• _REQUIRED WORK_: Set each record down exactly, excluding all images.

Object pointing dataset rows:
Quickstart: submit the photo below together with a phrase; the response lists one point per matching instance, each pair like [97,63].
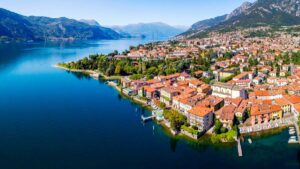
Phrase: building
[263,113]
[167,94]
[202,117]
[225,90]
[226,115]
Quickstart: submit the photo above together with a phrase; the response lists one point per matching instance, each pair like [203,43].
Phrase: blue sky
[122,12]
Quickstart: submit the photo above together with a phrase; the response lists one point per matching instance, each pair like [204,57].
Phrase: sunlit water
[52,119]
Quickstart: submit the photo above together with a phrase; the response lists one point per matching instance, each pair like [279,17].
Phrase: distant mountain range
[259,13]
[149,30]
[14,26]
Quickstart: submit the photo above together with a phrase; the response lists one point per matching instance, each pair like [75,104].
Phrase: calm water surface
[52,119]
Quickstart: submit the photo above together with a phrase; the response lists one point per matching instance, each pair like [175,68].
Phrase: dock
[239,146]
[144,119]
[297,131]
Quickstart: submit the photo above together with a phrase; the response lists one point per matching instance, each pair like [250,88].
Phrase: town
[225,84]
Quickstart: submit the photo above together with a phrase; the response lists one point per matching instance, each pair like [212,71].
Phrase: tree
[118,70]
[218,126]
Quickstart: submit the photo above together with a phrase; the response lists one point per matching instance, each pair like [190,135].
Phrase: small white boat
[292,132]
[292,140]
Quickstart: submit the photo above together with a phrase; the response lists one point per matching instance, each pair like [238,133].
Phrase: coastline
[207,136]
[92,73]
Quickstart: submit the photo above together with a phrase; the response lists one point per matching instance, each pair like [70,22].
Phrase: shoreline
[91,73]
[167,129]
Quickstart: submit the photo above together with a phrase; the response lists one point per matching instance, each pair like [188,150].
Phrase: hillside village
[248,84]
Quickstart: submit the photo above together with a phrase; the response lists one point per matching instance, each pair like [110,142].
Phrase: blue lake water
[52,119]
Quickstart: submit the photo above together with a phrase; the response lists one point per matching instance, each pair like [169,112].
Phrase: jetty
[240,151]
[145,119]
[297,131]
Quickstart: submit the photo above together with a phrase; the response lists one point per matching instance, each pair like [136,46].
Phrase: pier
[297,131]
[239,146]
[144,119]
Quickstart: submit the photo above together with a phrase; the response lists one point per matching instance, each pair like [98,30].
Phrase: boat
[292,132]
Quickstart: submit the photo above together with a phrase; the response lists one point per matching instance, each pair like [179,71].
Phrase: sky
[123,12]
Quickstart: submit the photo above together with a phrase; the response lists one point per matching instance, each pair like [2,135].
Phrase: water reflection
[80,75]
[173,144]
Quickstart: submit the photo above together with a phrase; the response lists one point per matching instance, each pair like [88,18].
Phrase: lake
[53,119]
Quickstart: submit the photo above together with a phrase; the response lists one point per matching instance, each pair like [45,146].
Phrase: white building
[225,90]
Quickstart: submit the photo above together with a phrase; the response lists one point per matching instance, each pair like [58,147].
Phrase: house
[241,109]
[225,90]
[195,83]
[167,94]
[258,80]
[213,102]
[202,117]
[125,81]
[263,113]
[148,92]
[273,73]
[284,104]
[128,91]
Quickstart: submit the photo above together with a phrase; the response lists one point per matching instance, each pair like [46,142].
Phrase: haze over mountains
[260,13]
[149,30]
[14,26]
[273,13]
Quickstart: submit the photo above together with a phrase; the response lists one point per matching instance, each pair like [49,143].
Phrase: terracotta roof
[281,102]
[227,112]
[200,111]
[294,99]
[260,109]
[297,108]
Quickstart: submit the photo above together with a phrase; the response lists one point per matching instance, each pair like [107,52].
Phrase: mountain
[266,12]
[205,24]
[14,26]
[259,13]
[238,11]
[90,22]
[148,30]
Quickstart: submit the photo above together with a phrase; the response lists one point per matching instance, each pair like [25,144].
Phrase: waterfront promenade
[287,121]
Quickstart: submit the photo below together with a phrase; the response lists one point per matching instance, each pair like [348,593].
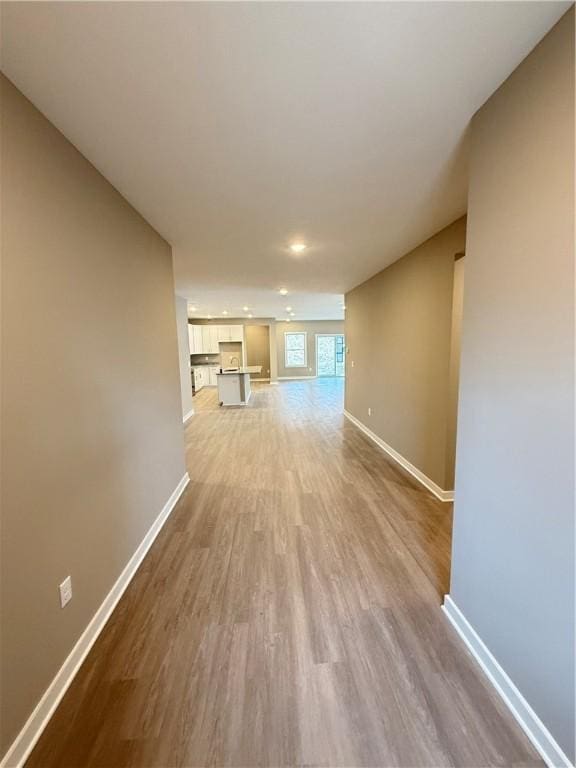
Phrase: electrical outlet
[65,591]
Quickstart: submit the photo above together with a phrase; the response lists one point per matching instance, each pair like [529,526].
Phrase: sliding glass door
[329,354]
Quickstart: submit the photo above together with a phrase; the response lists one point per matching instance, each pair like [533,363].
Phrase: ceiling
[237,128]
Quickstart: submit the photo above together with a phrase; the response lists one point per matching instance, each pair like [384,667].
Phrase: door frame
[333,375]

• _TASK OUTPUT_:
Quickstart: submit the photo below together with a phrase; the response lists one point per matching instance, each pair like [97,63].
Phrase: building
[263,113]
[167,94]
[202,117]
[225,90]
[226,115]
Quickstart: submit the photo above together with a phrase; the response lists one point per matching instance, each pair like [203,43].
Phrase: blue sky
[122,12]
Quickstart: submit the photo above together with a phrase; the response lists one point per matching instance, each pair like [204,57].
Phrase: sunlit water
[52,119]
Quickstart: submit the photo above together with a phrase; the response lists one point per matching instance, each pair like [279,17].
Phrase: distant mountain range
[259,13]
[149,30]
[14,26]
Quickstart: submit the photo above together with a phrase; the response lists one point per matching instance, each pair like [75,104].
Phrase: calm water surface
[52,119]
Quickstart: submit the photo above together with a phrase; the response lists one point per matching instance, each pair like [175,68].
Phrase: dock
[239,146]
[144,119]
[297,131]
Quickstart: submit the photo above together with a phrase; the response lists one point per matching instance, each pair like [250,88].
Phrase: town
[225,84]
Quickstart: submit the photo above together with a phrase; the response lists one point per matching instance, each pair like [212,71].
Phrase: tree
[118,70]
[218,126]
Quickstart: submit the photo above together with a phrase; the response lists one point per matching instance, each pair like [190,135].
Phrase: small white boat
[292,132]
[292,140]
Quickstart: submit the photo above together with a phrase; the response lists one point per matching instance, each pair like [238,133].
Phrase: coastline
[207,136]
[92,73]
Quickstart: submit the photo above together with a phrase; the response lists one point per matching instance, each pair like [70,22].
Phrase: shoreline
[91,73]
[167,129]
Quickstart: submit the photo above together with a phrase; the response lists one point per matching instance, each pair like [188,150].
Phrase: hillside village
[248,84]
Quickstart: submit the photo above together with a phrase; the response lists one point per matching instance, each pair like [110,142].
Phrase: blue lake water
[52,119]
Quickstart: submit the photo above together with a phrase; the response lists one point per matching instance, each pair like [169,112].
Phrase: jetty
[240,151]
[145,119]
[297,131]
Quickstart: submit the photo above together with a phrase; the response lists one point per matching instance, each pair like [136,46].
Phrase: pier
[297,131]
[239,146]
[144,119]
Quickstart: submit the photo above together with a phrase; the response lists one point per matching instance, each pair like [98,30].
Phrase: boat
[292,132]
Quickstart: submit the photo above together with a phrase; the response lists one point per matching instance, each pair like [179,71].
Phrase: sky
[123,12]
Quickstart: submit the photo above together with a phrase; the response lists one point per matching instance, each pair like [2,135].
Phrase: water reflection
[80,75]
[173,144]
Quickstart: submit the photo above together with a phrase; the response lists one point per matching instance, each pair like [88,18].
Phrase: lake
[53,119]
Quickstart: submit the photo above together with a phrase; the response lists one point per matching instance, each pair like [45,146].
Phrase: white building
[225,90]
Quickstart: submit the photo above together with a phrase; the response lists one point per matching instance, each pair like [58,147].
Phrase: house
[241,109]
[225,90]
[195,83]
[167,94]
[258,80]
[213,102]
[202,117]
[125,81]
[263,113]
[148,92]
[273,73]
[284,104]
[128,91]
Quickstart: submit the photo above together with a phrase; the response lists one point per matching instance, each pair like [46,142].
Phrase: haze over mountains
[260,13]
[149,30]
[14,26]
[273,13]
Quickstart: submit the photo above together with a phrase; the response lists one point per matching instance, each pair like [49,143].
Phrase: terracotta roof
[281,102]
[227,112]
[200,111]
[294,99]
[260,109]
[297,108]
Quickstart: submit the photo above together with a phrase; the response lists one point per matching instance, each pair like [107,52].
Phrase: mountain
[266,12]
[205,24]
[14,26]
[259,13]
[238,11]
[90,22]
[148,30]
Quickstart: submit the photo above together with a phrase; the response lists one point per matching instance, each pair like [25,144].
Phrase: waterfront promenade
[287,121]
Quickstart: submit the photo below together with a phrase; the response lists one point per matching instance, each pair like [348,593].
Phrase: electrical outlet
[65,591]
Quickstart: submit the photo above together with a phrase; the response lists one point per matching instance, each pair like [529,526].
Phrase: sliding glass door
[329,354]
Quickstart: submit the photo above together with a phrase; the response lists one point per matching instance, each pair like [533,363].
Phrase: ceiling
[237,128]
Quickstart: submit the photo above together with a phrase; the response lists one point per matching instance, each pair like [384,667].
Phrase: door frame
[333,375]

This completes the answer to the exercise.